── AVAILABLE DATA ──

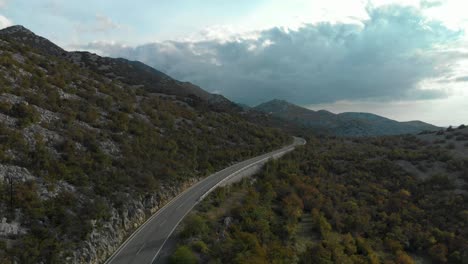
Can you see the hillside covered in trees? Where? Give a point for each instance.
(87, 153)
(400, 199)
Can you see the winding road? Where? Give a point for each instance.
(148, 244)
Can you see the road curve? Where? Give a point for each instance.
(146, 243)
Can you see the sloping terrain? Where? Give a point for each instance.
(92, 146)
(394, 199)
(344, 124)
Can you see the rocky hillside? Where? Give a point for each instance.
(91, 146)
(344, 124)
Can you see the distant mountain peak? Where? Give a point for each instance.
(344, 124)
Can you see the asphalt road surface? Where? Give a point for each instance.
(148, 243)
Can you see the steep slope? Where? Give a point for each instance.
(90, 155)
(344, 124)
(132, 73)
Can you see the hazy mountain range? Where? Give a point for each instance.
(344, 124)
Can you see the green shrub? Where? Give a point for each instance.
(183, 255)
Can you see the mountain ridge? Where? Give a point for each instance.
(343, 124)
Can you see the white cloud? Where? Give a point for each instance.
(3, 3)
(101, 24)
(4, 22)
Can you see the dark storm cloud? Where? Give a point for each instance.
(384, 58)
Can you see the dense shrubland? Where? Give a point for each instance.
(91, 143)
(361, 204)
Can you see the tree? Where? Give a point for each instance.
(183, 255)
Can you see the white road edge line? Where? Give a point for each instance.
(138, 230)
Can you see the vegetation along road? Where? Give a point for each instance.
(146, 245)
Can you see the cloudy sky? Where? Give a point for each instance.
(405, 59)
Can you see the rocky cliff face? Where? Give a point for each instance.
(105, 240)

───

Please recast all the items above as a two-column CSV with the headers "text" and "answer", giving one row per item. Put each field in double quotes, change any line breaks to spaces, and leave out the pictures.

SOLUTION BELOW:
text,answer
"Can you see the hillside covered in trees? Where? Give a point for each instance.","(87, 153) (400, 199)"
"Can you see the winding road? Where? Give a point for each instance.","(148, 244)"
"Can you see the road curve? Where? Give a point for each instance.","(146, 243)"
"Can you see the sloping terrain? Where? Give a point for each instance.","(92, 146) (394, 199) (344, 124)"
"Can you see the rocky hillside? Where? Give a point for each instance.","(91, 146) (344, 124)"
"Can you see the distant mountain peak? Where? Give a point for each instance.","(344, 124)"
"Can you see the asphalt road surface? Where? Give a point for each instance.","(148, 243)"
"Can you see the steep slope? Where? Give a point for each instance.","(90, 155) (344, 124) (132, 73)"
"Can you see the hazy mountain range? Where? Give a point for each instance.","(344, 124)"
"Can you see the green shrub? Where? Give a point for each instance.","(183, 255)"
"Can you see the mountain ridge? Where? Give a point for each instance.","(343, 124)"
"Can you see the white cloud? Where? Give a point for each instance.","(3, 3) (101, 24) (4, 22)"
"Can you see the dark storm cloud? Where? Give a point for each instance.","(384, 58)"
"Can you see the dense shrubland? Where? Give a point for each instance.","(91, 143) (361, 204)"
"Can you see the tree? Where? Give a point for each instance.","(183, 255)"
"Can you see the white road edge line? Where? Give a point for each instance.","(138, 230)"
"Can you see the vegetation along road? Where? Give a point for each instance.","(146, 245)"
"Can you see the cloudy sky? Where? Give a point for each instance.","(405, 59)"
"Can you see the rocky cliff face? Where? Give a point for each instance.","(105, 240)"